_THE EXERCISE_.
Could you put the lines of the records below into a numbered list, from the line that contains "For the benchmark, point to the coastline" through the end of the records, leaving out any blank lines?

_Coordinate labeling records_.
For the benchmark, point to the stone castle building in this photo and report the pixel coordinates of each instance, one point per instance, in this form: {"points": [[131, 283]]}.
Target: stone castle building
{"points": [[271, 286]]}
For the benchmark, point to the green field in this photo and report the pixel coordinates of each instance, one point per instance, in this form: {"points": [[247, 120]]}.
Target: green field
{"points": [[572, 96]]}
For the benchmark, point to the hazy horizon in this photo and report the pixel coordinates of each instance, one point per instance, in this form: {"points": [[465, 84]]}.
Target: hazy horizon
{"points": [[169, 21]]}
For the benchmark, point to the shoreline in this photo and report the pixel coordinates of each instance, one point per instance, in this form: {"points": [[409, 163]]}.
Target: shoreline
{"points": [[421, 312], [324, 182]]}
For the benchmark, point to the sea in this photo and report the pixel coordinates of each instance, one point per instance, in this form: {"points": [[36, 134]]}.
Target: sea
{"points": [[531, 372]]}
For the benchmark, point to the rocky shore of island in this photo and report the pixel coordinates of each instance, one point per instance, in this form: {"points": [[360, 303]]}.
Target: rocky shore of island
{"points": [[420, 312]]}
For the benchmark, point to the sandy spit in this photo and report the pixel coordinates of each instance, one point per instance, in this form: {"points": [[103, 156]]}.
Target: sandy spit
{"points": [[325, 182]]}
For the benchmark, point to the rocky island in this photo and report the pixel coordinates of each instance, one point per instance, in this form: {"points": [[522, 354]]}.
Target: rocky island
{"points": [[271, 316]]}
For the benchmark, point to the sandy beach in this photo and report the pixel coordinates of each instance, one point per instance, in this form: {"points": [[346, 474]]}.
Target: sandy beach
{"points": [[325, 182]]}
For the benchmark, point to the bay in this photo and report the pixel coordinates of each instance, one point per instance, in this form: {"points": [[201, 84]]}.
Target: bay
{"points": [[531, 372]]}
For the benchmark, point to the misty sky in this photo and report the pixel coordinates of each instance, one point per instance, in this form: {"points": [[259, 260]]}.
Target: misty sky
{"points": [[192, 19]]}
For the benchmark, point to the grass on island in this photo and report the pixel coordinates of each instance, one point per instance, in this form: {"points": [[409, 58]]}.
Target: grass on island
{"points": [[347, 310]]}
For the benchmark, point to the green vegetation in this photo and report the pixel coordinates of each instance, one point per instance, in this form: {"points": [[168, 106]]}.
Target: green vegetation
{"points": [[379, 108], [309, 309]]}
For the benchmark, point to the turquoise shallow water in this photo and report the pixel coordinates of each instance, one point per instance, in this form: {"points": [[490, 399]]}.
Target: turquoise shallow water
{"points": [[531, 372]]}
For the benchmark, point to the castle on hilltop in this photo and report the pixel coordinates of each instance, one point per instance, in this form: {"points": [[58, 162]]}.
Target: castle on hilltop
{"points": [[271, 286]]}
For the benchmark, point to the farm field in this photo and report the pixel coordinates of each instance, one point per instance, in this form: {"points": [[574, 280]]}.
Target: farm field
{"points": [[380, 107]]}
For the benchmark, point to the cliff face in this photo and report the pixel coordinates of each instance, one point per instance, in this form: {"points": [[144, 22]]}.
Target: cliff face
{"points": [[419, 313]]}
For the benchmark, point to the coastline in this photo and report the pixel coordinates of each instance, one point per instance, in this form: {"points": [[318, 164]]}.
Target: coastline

_ANSWER TO THIS EXERCISE_.
1. For the benchmark, point to the coastline in this photo and report the pixel coordinates of each instance, one point per instance, in this form: {"points": [[318, 164]]}.
2. Target: coastline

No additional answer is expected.